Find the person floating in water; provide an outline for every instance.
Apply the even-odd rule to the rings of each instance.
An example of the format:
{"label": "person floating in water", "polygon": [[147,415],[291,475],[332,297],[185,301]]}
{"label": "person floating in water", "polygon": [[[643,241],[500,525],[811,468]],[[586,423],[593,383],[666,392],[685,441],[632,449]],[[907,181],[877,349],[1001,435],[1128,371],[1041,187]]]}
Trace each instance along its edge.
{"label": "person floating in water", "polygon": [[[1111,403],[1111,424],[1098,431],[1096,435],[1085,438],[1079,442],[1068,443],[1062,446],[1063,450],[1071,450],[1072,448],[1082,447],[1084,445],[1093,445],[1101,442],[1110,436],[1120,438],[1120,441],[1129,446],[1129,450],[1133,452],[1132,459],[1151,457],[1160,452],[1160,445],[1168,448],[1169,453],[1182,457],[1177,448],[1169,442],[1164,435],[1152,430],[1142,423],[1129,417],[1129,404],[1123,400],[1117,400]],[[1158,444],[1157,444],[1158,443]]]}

= Task requirements =
Copy out exactly the lines that run from the one holding "Apply the even-odd" through the end of the data above.

= Expected answer =
Apply the even-odd rule to the rings of each instance.
An example of the format:
{"label": "person floating in water", "polygon": [[147,415],[291,475],[332,297],[185,301]]}
{"label": "person floating in water", "polygon": [[[643,241],[500,525],[811,468]],[[586,423],[593,383],[666,392],[685,441],[632,449]],[[907,181],[877,349],[1001,435],[1128,371],[1041,187]]]}
Trace each instance along its edge.
{"label": "person floating in water", "polygon": [[[1111,403],[1111,424],[1098,431],[1096,435],[1085,438],[1079,442],[1068,443],[1062,446],[1063,450],[1071,450],[1072,448],[1082,447],[1084,445],[1093,445],[1101,442],[1110,436],[1120,438],[1120,441],[1129,446],[1129,450],[1133,452],[1132,459],[1151,457],[1160,452],[1160,445],[1168,448],[1169,453],[1182,457],[1177,448],[1169,442],[1164,435],[1152,430],[1142,423],[1129,417],[1129,404],[1123,400],[1117,400]],[[1158,444],[1157,444],[1158,443]]]}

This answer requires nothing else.